§ What is being asked
Copy out every line of the items below that contains the word "negative". Case counts.

§ Input records
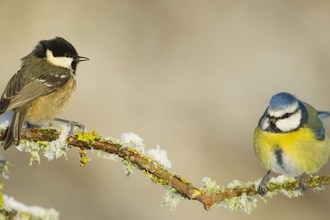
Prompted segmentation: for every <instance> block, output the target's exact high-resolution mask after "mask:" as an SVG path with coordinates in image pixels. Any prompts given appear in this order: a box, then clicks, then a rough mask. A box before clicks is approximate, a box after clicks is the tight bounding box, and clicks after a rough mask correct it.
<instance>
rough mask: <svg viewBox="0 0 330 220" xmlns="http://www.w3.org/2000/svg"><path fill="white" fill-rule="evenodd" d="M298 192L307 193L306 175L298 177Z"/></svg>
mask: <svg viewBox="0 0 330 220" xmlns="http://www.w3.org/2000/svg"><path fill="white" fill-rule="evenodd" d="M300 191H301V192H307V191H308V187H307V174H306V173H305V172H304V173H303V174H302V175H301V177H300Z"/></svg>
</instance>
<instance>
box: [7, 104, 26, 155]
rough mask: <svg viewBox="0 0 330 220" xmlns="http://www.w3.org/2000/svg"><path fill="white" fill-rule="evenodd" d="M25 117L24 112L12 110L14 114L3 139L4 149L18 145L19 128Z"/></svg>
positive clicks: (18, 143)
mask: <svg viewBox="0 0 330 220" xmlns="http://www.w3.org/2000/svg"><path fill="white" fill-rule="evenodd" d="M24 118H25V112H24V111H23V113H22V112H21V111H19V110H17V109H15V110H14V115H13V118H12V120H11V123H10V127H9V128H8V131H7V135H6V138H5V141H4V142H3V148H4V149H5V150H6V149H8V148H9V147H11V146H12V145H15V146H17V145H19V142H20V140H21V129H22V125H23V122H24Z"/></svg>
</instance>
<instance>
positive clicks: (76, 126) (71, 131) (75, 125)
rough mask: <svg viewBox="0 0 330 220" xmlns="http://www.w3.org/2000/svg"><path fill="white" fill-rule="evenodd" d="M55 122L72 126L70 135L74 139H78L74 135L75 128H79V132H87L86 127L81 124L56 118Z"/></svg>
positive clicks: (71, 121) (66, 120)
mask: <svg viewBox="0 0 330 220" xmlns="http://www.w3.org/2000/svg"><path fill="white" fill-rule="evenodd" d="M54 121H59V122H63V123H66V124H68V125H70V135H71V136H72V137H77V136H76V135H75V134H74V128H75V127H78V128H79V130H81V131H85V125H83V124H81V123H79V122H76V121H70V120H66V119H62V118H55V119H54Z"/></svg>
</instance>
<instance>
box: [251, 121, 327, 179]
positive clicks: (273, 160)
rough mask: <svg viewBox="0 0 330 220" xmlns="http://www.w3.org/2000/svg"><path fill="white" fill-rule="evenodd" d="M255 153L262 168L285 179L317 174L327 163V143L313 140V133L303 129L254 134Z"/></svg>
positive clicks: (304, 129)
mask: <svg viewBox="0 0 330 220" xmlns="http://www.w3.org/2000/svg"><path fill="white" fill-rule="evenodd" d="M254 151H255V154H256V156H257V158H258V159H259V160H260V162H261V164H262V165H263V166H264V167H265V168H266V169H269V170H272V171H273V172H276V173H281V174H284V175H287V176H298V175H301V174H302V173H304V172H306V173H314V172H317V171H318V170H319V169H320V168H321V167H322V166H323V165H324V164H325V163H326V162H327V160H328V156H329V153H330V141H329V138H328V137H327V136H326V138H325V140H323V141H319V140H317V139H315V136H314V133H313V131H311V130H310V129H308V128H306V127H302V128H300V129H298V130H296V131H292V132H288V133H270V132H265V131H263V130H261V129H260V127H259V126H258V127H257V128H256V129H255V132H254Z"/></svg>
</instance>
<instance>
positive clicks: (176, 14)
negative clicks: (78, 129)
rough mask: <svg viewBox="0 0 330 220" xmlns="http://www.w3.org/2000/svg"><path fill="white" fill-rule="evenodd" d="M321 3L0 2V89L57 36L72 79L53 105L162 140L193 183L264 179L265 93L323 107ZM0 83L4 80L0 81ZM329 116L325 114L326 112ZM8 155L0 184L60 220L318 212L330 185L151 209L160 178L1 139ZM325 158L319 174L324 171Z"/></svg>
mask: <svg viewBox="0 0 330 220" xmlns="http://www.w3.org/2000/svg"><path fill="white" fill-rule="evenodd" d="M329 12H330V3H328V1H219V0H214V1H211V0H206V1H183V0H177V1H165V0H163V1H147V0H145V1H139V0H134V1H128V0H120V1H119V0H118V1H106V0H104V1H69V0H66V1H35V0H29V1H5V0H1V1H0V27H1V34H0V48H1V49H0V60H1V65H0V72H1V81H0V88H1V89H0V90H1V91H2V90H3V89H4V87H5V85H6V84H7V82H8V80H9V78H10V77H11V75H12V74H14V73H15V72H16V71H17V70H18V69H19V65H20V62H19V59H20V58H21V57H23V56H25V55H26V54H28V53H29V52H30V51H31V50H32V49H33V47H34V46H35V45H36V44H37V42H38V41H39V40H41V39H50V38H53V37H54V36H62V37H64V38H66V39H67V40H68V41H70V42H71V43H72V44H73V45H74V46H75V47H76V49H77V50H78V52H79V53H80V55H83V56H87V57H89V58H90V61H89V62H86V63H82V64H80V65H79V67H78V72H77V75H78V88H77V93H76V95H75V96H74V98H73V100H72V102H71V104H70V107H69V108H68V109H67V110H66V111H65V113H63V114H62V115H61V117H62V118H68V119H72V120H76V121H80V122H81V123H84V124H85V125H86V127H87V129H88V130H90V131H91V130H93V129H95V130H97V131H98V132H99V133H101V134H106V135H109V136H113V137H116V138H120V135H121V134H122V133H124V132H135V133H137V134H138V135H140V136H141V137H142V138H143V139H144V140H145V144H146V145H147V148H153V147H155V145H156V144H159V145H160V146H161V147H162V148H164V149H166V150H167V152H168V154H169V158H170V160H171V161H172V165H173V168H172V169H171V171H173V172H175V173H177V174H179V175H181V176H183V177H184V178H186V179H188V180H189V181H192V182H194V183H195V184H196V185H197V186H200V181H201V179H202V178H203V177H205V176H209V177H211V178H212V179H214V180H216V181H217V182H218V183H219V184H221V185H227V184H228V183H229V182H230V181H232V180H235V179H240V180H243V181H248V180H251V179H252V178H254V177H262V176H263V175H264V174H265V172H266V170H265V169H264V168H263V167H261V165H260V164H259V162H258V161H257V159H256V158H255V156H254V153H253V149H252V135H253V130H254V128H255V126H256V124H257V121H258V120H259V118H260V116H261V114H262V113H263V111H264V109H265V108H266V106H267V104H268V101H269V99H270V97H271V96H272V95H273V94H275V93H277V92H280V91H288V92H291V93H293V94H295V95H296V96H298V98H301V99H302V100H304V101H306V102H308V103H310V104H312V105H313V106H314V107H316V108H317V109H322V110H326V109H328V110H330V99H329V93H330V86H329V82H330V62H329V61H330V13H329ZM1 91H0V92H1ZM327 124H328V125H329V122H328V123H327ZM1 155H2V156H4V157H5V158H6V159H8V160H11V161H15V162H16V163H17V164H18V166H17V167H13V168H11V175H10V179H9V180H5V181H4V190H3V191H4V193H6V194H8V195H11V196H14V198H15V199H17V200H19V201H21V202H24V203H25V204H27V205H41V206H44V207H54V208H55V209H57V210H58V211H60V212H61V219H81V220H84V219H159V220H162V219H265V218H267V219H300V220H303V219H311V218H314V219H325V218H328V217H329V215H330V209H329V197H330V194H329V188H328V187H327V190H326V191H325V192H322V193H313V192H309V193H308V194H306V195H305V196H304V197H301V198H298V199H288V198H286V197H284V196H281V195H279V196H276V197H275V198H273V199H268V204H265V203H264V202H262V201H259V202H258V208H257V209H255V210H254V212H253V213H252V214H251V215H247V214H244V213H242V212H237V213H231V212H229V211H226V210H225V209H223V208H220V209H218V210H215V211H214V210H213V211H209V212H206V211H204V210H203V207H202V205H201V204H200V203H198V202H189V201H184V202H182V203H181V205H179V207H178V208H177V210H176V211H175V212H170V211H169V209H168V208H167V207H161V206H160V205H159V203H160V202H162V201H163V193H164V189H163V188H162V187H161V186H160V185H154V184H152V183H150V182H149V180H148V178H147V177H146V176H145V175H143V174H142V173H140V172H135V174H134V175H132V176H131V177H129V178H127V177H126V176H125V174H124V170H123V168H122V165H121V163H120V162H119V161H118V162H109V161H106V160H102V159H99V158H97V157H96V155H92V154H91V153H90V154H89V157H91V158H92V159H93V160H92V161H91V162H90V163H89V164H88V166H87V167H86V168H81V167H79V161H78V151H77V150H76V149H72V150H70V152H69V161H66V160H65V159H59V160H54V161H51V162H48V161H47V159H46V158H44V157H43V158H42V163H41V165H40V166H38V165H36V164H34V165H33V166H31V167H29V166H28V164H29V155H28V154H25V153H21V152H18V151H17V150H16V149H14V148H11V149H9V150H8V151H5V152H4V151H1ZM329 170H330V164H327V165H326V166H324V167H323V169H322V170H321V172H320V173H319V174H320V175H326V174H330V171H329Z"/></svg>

---

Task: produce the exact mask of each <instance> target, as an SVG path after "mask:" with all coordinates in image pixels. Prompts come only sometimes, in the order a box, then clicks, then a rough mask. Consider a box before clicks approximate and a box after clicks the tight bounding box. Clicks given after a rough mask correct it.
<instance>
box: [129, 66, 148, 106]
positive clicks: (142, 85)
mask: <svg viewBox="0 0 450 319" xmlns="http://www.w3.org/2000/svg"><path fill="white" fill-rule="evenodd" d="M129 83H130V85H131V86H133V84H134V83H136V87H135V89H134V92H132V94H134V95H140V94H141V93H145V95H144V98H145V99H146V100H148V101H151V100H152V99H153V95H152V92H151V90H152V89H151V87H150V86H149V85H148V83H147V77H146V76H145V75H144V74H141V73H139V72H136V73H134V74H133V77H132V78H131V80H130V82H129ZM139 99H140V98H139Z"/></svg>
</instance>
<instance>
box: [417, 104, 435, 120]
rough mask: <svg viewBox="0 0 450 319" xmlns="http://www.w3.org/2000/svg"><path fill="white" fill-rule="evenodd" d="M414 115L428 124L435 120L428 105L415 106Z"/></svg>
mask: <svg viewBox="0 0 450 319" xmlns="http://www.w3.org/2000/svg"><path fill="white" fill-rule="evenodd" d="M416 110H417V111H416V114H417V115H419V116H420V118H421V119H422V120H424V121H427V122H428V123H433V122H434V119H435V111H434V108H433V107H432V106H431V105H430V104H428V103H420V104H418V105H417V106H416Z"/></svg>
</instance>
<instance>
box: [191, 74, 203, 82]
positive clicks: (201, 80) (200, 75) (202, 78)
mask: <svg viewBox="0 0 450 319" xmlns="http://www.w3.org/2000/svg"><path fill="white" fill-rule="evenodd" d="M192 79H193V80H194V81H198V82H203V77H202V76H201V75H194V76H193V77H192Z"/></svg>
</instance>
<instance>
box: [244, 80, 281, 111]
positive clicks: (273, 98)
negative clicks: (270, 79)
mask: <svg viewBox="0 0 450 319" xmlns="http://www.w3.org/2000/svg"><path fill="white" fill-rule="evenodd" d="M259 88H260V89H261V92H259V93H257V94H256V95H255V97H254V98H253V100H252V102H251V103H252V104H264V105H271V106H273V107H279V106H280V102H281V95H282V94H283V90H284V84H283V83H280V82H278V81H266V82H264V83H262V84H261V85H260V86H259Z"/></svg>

§ Answer for the task
negative clicks: (78, 129)
negative clicks: (270, 79)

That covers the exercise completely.